- Description of the task -
Copy the passage from the text on Tunisia's draft counterterrorism law, starting at "The new draft" and ending at "and other means.", and replace "magistrate" with "judge".

- Supplied text -

==========

In January 2014, the head of government submitted a new draft counterterrorism law. The Commission on General Legislation of the National Constituent Assembly (NCA) is debating the draft and will submit its general report to the plenary session for voting.

In recent months, armed groups have committed a number of attacks against security forces and the army in Tunisia. Judicial authorities announced that they have charged people detained during counterterrorism operations under the 2003 law.

Armed groups have killed more than 37 members of Tunisian security and armed forces and injured 148 since the ouster of Ben Ali. The most recent attack, in which four members of security forces were killed, was on the interior minister’s house in Kasserine, a city close to the Algerian border.   

The new draft contains several improvements over the previous 2003 law. It would provide reparations for terrorism victims, including free health care in public hospitals and judicial assistance. It would create a commission with representatives of relevant ministries, and headed by a magistrate, to devise a comprehensive strategy to combat terrorism aimed at drying up funding sources through education and other means.

==========

- Listed records -
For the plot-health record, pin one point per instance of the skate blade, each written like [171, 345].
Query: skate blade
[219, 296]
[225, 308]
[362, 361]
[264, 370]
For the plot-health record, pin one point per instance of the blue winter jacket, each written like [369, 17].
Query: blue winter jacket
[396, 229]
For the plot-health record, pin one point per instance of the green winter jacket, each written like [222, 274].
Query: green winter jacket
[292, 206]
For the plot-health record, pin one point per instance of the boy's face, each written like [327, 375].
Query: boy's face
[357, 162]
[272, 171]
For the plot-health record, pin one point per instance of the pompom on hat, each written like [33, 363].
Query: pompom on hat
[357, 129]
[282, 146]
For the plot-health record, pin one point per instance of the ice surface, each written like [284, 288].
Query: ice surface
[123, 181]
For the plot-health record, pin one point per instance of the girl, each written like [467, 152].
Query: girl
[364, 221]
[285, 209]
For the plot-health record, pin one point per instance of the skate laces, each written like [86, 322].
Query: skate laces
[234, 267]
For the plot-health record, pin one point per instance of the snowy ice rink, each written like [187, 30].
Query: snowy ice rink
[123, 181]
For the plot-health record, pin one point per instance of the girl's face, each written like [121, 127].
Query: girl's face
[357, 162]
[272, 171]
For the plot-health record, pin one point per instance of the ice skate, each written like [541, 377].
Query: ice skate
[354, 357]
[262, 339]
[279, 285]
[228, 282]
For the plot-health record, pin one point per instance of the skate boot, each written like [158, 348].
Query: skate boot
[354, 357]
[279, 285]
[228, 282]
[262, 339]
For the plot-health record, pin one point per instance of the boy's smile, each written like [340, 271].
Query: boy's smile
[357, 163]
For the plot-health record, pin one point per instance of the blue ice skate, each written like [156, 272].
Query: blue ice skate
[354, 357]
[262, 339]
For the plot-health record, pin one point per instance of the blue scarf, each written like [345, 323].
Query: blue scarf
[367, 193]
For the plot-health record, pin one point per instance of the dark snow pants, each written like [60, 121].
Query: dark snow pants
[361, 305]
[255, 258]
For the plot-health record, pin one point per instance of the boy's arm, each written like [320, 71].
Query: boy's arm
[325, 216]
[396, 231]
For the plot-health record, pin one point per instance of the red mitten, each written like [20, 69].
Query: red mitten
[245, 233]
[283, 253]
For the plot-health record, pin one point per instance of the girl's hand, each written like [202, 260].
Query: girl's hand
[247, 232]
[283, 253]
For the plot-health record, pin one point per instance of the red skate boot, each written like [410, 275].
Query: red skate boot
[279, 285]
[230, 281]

==========

- Result for this exercise -
The new draft contains several improvements over the previous 2003 law. It would provide reparations for terrorism victims, including free health care in public hospitals and judicial assistance. It would create a commission with representatives of relevant ministries, and headed by a judge, to devise a comprehensive strategy to combat terrorism aimed at drying up funding sources through education and other means.